*** Given records Section Begins ***

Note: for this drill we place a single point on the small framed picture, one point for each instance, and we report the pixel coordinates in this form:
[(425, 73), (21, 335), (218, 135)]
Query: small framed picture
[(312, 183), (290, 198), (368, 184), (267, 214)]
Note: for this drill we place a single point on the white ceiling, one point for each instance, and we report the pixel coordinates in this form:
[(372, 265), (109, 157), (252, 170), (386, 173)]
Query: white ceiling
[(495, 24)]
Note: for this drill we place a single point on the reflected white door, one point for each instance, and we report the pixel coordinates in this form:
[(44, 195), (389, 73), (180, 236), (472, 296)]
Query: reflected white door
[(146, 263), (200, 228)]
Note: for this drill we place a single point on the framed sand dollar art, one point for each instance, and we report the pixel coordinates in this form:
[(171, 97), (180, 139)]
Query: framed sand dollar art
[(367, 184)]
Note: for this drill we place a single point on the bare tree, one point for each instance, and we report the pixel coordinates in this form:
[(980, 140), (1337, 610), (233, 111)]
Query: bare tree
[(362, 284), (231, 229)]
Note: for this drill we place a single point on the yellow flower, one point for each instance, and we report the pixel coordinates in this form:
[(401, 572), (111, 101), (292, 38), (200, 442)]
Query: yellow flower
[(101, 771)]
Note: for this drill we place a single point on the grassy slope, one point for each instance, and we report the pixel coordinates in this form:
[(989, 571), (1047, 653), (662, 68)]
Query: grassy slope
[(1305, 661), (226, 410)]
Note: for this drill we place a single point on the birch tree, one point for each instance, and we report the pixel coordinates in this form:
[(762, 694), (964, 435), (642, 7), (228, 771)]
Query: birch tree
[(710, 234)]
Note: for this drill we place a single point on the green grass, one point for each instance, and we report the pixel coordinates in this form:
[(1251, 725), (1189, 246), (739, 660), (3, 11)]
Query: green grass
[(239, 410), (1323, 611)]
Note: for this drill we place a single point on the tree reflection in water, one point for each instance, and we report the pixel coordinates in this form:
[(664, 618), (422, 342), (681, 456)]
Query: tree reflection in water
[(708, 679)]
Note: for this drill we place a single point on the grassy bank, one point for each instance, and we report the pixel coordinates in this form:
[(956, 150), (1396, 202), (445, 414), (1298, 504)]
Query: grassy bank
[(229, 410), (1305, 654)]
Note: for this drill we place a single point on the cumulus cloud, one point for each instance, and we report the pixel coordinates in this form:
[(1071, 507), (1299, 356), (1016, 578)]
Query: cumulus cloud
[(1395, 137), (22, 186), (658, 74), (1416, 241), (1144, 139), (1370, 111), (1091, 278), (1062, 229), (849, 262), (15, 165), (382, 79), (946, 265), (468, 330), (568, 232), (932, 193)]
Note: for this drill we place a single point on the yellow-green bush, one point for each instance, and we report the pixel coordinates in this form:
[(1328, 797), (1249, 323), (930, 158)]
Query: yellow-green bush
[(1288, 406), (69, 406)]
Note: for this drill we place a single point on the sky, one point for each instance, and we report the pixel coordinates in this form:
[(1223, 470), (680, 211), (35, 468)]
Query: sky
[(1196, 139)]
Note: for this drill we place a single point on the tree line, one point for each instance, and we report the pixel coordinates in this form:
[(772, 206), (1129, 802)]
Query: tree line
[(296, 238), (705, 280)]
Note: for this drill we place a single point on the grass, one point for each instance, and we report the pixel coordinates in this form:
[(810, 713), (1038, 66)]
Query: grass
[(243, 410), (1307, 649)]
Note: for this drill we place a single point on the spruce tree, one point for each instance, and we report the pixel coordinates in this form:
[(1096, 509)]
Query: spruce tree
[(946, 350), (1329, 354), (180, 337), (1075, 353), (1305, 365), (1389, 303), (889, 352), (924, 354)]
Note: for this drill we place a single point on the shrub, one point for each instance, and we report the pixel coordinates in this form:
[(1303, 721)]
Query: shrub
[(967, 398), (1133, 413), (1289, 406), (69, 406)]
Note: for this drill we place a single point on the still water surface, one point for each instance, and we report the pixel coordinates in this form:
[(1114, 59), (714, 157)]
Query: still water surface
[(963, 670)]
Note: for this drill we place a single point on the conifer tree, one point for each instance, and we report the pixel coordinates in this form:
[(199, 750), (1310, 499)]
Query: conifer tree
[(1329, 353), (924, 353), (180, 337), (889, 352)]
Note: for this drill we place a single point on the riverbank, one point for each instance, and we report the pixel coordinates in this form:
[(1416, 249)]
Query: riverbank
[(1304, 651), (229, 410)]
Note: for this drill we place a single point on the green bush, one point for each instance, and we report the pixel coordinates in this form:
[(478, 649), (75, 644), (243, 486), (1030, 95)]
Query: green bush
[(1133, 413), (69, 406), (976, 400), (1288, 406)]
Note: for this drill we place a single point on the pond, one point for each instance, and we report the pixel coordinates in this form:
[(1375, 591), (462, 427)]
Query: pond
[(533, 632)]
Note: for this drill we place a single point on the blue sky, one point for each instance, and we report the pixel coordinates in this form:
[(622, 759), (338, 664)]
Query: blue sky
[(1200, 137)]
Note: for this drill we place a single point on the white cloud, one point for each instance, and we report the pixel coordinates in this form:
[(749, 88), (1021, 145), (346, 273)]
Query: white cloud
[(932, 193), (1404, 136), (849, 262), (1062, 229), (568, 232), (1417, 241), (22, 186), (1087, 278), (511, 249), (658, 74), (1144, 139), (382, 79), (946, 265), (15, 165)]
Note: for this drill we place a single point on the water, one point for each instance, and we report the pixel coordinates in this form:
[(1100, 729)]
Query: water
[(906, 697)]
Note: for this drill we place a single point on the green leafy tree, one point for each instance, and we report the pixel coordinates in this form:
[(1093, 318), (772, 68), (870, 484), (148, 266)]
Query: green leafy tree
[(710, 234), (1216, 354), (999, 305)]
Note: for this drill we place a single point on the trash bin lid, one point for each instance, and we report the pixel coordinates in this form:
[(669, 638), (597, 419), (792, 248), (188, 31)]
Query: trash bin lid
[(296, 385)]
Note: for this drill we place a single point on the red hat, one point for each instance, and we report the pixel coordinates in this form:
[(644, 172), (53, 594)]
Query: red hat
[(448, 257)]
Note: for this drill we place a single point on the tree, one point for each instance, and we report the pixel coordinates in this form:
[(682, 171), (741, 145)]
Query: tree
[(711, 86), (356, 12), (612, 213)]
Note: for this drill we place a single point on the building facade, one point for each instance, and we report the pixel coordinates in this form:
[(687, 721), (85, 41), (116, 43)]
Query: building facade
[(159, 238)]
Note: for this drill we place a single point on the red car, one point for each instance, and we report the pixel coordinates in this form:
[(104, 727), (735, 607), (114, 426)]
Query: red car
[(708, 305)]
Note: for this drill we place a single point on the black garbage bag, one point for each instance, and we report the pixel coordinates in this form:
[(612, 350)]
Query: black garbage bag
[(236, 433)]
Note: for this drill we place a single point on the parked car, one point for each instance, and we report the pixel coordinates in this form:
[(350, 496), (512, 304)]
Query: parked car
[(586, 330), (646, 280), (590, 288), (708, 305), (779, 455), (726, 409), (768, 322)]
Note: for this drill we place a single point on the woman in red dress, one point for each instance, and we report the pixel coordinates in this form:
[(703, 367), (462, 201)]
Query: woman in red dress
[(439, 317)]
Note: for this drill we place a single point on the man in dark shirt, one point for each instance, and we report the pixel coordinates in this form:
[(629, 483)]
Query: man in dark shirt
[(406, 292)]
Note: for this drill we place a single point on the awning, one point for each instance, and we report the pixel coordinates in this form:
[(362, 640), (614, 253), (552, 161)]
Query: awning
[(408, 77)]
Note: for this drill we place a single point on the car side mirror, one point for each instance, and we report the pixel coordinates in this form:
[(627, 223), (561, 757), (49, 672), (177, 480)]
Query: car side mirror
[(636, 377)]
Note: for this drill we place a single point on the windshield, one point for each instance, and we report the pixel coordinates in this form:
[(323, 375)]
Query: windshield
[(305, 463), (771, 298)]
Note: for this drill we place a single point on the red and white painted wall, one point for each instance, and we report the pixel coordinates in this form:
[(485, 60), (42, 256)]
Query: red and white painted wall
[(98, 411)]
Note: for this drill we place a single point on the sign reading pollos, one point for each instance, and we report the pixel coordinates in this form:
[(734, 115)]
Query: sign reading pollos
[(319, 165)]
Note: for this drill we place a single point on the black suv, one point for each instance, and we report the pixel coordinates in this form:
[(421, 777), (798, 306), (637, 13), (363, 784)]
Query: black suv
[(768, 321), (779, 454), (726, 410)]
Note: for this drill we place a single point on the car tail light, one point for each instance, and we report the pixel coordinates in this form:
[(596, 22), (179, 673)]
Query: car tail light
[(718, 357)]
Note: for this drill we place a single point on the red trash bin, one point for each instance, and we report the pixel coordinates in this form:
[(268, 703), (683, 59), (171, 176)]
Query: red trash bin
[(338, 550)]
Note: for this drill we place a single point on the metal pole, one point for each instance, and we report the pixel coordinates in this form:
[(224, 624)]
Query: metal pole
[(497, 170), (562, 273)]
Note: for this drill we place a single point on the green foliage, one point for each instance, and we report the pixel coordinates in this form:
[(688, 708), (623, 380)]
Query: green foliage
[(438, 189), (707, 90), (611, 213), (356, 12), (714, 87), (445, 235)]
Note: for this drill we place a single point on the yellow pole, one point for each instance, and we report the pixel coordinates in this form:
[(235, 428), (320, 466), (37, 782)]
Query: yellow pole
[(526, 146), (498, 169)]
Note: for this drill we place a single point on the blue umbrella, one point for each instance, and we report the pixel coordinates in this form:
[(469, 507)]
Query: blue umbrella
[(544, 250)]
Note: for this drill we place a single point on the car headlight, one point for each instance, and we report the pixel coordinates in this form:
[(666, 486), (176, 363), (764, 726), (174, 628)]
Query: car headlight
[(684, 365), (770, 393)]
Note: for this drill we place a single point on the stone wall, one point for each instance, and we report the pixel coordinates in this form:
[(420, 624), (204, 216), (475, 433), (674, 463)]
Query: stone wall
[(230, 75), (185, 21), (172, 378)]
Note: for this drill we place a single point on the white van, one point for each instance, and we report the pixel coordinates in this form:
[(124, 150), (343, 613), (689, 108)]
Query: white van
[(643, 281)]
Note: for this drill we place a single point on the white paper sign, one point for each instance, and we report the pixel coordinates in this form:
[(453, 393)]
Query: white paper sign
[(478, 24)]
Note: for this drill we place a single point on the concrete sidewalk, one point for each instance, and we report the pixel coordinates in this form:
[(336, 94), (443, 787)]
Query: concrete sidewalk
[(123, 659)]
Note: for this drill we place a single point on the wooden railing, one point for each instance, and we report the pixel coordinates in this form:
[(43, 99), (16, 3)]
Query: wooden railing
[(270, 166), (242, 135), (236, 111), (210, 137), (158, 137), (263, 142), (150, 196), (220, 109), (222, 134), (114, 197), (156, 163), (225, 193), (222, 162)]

*** Given records Section Ends ***

# Task to complete
Everything from the first line of the records through the line containing "green grass, one" is to be set down exactly, while later lines are left out.

# Task output
Note: for this drill we place a single point on the small framed picture, one point for each instance, and we report the pixel coordinates in this form:
[(425, 73), (21, 335), (218, 135)]
Query: small framed picture
[(312, 183), (290, 198), (368, 184), (267, 214)]
Note: for this drill we place a single point on the white ceiling, one point for each instance, and we report the pixel coordinates in this form:
[(372, 265), (109, 157), (252, 170), (386, 173)]
Query: white ceiling
[(495, 24)]
Note: for this drill we place a single point on the reflected white door, one point for each instance, and we report the pixel coordinates in this form:
[(44, 195), (389, 73), (180, 236), (472, 296)]
Query: reflected white door
[(146, 263), (200, 228)]
Note: for this drill we place a single point on the framed sand dollar art, one point for each instance, and we report the pixel coordinates in this form:
[(171, 97), (180, 139)]
Query: framed sand dollar art
[(367, 184)]
Note: for this drill we place a single point on the bare tree, one point for each instance, and we report the pixel coordinates in this form:
[(980, 140), (1337, 610), (233, 111)]
Query: bare tree
[(362, 284), (231, 229)]
Note: for this drill we place a single point on the yellow flower, one point for each instance, and we report the pixel coordinates in this form:
[(401, 572), (111, 101), (292, 38), (200, 442)]
Query: yellow flower
[(101, 771)]
Note: for this drill we place a single point on the grassy slope, one point for each instance, and we report the pixel coordinates in this form:
[(989, 571), (1047, 653), (662, 68)]
Query: grassy slope
[(1305, 661), (226, 410)]
Note: for this drill we place a single point on the birch tree, one point for each instance, and we report the pixel coordinates in this form:
[(762, 694), (964, 435), (642, 7), (228, 771)]
Query: birch tree
[(710, 234)]
Note: for this drill we place a single point on the green grass, one point for each instance, and we report the pixel coordinates in this form:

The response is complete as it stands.